[SOURCE EXTRACT]
§ §

FROM MY DIARY:
SAIGON (Ho Chi Minh City): 24th June 1994: Monsoonal torrents drenching the city; rain pounding for hours; damage confined to flooding streets, slower scooters, scattered commuters. Unconfirmed reports indicate that the siege has lifted, that Saigon has been relieved by the sun.
*
It’s great to be back in Saigon. Am staying in the same hotel. The view from my (4th floor) window shows worn-out urban Asia: shabby, decayed concrete blocks jumbled, half-finished, and continuing to grow, roof-tops with low brick walls and bamboo-scaffolding, balconies sprouting gardens, or boarded-up for extra room. And above this crusted, hap-hazard skyline looms mist and drizzle.
All day – splattering.
Rain and iron.
Rain and wood.
Rain and concrete.
Been rainin’ since I woke … since I woke in this room with a vibe: like G.I Joe has been here before me: bonking with a Vietnamese gal to sound of a storm.
Nothin’ seems changed since the Yanks left. Military radar, and row upon row of concrete hangars and miles of old tarmac at Saigon airport. The streets crowded by cyclos (cycle-rickshaws), scooters, bicycles, conical hats … but clearly lacking cars. On the hotel wall the SAIGON TOURIST agency rules state:
1. Show your passport with valid entry / exit visa at the reception …
2. Do not bring into the hotel: weapons, toxics, explosives …
5. Prostitutes are not allowed in the hotel …
Maybe something has changed during the 20 years since the Communist North seized South Vietnam. Once, Saigon was famous for it’s sex.

§ §

[DATA EXTRACT]
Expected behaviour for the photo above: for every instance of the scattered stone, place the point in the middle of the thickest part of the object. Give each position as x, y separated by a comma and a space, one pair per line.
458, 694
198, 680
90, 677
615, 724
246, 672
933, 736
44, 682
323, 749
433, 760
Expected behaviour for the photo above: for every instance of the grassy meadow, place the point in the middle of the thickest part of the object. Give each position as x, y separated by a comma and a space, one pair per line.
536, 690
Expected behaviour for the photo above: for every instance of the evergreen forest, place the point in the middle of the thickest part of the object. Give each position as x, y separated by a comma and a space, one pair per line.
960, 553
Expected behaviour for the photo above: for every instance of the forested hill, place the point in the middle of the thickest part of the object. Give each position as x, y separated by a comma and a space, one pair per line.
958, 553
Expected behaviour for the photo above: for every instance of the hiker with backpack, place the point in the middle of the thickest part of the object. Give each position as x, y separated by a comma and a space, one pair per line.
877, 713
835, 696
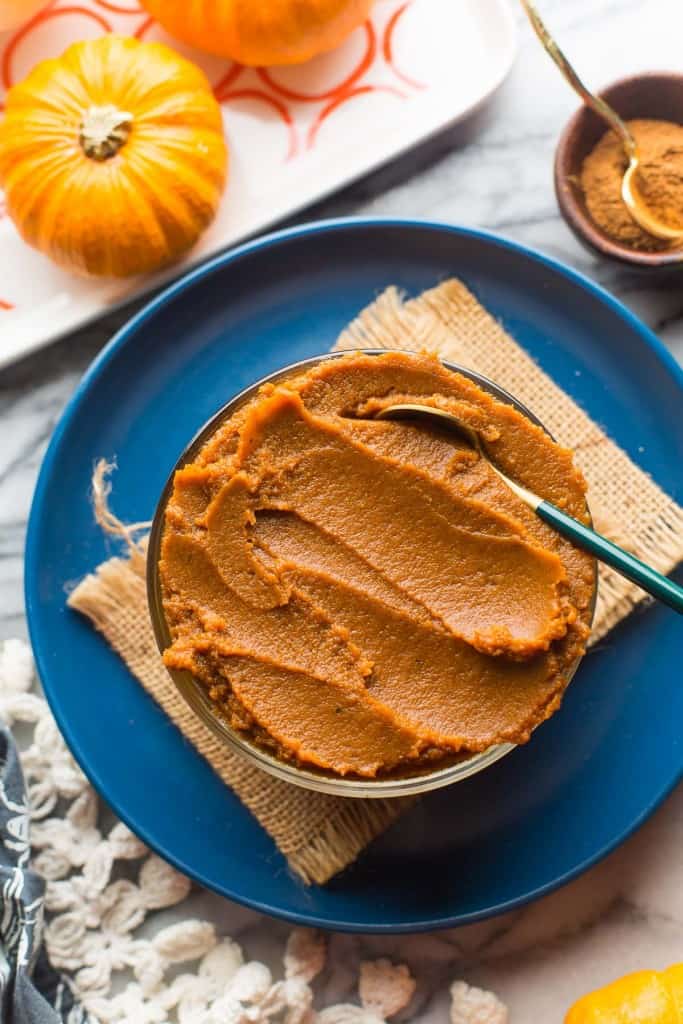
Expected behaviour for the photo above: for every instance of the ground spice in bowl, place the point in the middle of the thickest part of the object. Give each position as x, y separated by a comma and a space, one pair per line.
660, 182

§ §

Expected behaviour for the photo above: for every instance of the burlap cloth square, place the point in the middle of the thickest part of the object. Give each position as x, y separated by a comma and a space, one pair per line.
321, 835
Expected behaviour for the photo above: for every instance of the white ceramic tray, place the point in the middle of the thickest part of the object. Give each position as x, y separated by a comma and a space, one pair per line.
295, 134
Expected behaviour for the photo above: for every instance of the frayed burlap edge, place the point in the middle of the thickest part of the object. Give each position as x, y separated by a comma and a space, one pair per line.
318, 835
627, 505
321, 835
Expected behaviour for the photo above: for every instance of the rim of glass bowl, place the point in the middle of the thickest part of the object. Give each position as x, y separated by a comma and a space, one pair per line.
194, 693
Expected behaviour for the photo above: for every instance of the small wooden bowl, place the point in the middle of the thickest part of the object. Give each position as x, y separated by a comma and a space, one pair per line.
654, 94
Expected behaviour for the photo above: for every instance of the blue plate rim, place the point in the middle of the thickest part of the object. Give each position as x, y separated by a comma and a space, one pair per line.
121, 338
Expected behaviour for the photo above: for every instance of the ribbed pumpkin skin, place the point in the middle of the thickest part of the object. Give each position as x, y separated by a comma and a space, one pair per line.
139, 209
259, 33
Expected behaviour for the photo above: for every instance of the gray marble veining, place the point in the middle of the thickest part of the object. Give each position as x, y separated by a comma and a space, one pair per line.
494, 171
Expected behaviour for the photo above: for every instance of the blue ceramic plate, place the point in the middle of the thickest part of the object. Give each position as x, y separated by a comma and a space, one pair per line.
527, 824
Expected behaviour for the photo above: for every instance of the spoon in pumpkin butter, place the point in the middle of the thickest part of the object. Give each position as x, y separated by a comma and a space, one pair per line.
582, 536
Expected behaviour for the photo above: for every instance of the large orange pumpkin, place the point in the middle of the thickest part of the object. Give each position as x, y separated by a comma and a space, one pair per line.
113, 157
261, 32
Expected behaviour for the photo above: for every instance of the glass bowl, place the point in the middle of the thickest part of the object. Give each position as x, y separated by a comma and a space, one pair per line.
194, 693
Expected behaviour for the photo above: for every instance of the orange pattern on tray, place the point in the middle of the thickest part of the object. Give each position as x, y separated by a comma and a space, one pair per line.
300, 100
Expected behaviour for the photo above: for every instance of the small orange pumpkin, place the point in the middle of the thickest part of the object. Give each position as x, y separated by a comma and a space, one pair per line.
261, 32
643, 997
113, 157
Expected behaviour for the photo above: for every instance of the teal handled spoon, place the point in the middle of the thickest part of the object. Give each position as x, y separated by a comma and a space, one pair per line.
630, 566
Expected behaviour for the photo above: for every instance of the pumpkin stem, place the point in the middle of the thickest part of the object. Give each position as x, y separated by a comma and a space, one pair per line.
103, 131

§ §

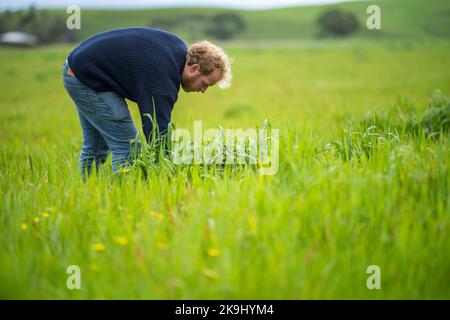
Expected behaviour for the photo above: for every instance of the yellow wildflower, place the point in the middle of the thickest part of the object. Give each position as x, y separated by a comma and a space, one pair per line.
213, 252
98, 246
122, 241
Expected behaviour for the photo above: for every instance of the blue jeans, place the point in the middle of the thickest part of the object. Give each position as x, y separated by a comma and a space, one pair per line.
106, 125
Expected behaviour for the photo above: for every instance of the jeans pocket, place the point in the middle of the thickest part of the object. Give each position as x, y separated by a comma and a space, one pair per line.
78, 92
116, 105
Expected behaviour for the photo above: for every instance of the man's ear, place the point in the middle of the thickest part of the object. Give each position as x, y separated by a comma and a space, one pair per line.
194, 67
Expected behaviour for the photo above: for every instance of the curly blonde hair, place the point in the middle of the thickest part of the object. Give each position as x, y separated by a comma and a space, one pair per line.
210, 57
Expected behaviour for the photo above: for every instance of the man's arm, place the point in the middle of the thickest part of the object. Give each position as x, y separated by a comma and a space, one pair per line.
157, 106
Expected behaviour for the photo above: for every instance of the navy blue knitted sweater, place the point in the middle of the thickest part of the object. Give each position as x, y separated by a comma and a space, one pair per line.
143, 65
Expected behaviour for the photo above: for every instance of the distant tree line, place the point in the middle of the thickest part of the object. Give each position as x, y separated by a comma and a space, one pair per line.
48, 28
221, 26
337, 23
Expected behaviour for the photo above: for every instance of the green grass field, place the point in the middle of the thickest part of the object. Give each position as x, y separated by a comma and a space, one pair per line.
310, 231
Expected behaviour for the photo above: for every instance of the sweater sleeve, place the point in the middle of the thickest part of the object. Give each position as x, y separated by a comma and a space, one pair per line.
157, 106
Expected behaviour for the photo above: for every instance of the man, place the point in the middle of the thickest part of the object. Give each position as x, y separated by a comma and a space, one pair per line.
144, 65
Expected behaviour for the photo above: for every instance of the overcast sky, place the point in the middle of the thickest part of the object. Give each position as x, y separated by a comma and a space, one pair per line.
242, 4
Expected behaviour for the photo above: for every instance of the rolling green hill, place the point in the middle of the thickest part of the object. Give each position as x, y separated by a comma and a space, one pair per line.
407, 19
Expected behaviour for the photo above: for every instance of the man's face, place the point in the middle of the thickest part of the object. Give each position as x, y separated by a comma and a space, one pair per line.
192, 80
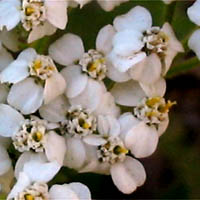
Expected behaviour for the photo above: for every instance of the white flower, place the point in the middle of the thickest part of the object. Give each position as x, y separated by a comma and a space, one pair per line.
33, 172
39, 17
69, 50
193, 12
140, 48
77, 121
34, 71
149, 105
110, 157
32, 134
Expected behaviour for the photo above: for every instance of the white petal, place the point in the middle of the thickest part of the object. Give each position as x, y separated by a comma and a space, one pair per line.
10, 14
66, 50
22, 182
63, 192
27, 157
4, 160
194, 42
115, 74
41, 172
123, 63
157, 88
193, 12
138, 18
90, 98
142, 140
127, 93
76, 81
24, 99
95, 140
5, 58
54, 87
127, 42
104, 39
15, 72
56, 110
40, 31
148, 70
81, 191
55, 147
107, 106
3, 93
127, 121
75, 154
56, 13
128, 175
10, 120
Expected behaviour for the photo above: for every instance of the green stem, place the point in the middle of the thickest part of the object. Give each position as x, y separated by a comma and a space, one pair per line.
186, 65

§ §

[QUESTIONS ON THE MATERIAL]
• A. Would you set down the part of the Saigon diary entry starting at "All day – splattering." and ending at "for it’s sex.", word for word?
• B. Can you take the Saigon diary entry further, beginning right after its last sentence?

[ACTIVITY ANSWERS]
• A.
All day – splattering.
Rain and iron.
Rain and wood.
Rain and concrete.
Been rainin’ since I woke … since I woke in this room with a vibe: like G.I Joe has been here before me: bonking with a Vietnamese gal to sound of a storm.
Nothin’ seems changed since the Yanks left. Military radar, and row upon row of concrete hangars and miles of old tarmac at Saigon airport. The streets crowded by cyclos (cycle-rickshaws), scooters, bicycles, conical hats … but clearly lacking cars. On the hotel wall the SAIGON TOURIST agency rules state:
1. Show your passport with valid entry / exit visa at the reception …
2. Do not bring into the hotel: weapons, toxics, explosives …
5. Prostitutes are not allowed in the hotel …
Maybe something has changed during the 20 years since the Communist North seized South Vietnam. Once, Saigon was famous for it’s sex.

• B.
*
At a cafe I met a woman selling postcards. She wanted to talk. I bought her a bowl of noodles and a Coke for lunch, and during our conversation – in broken English – came her offer of sex. The idea attracted me. (An unexpected mid-day romp … why not?) The problem was being busted by the police – she was afraid. So instead of going back to my hotel she took me to a discreet, family-run place; up some stairs, behind locked doors then into a room overlooking the street; the noise entering thru the shuttered windows as she showered, as I lay on the bed drinking beer, fan-blades swishing at the humidity. I paid for the room. I paid for the beers. I paid her price – 10 American dollars. But I forget her name.
She looked younger than her 23 years. Her body tiny, skinny, weakened by the birth of a baby (a year ago). Since then her boyfriend had left; she now lived with her mother. And that afternoon I was drawn into her world, lured by her beautiful but sad gaze, by those eyes of despair.
But our encounter brought me more. Whenever we met in the street, she demanded gifts or soft drinks or food. My (lust-induced) goodwill became an unexpected sponsorship. A contract I’d not foreseen. An English-speaking cyclo driver, who I’d befriended and who knew this woman said, “She says, you belong to her”.
But I, like G.I Joe, left Saigon to fend for herself.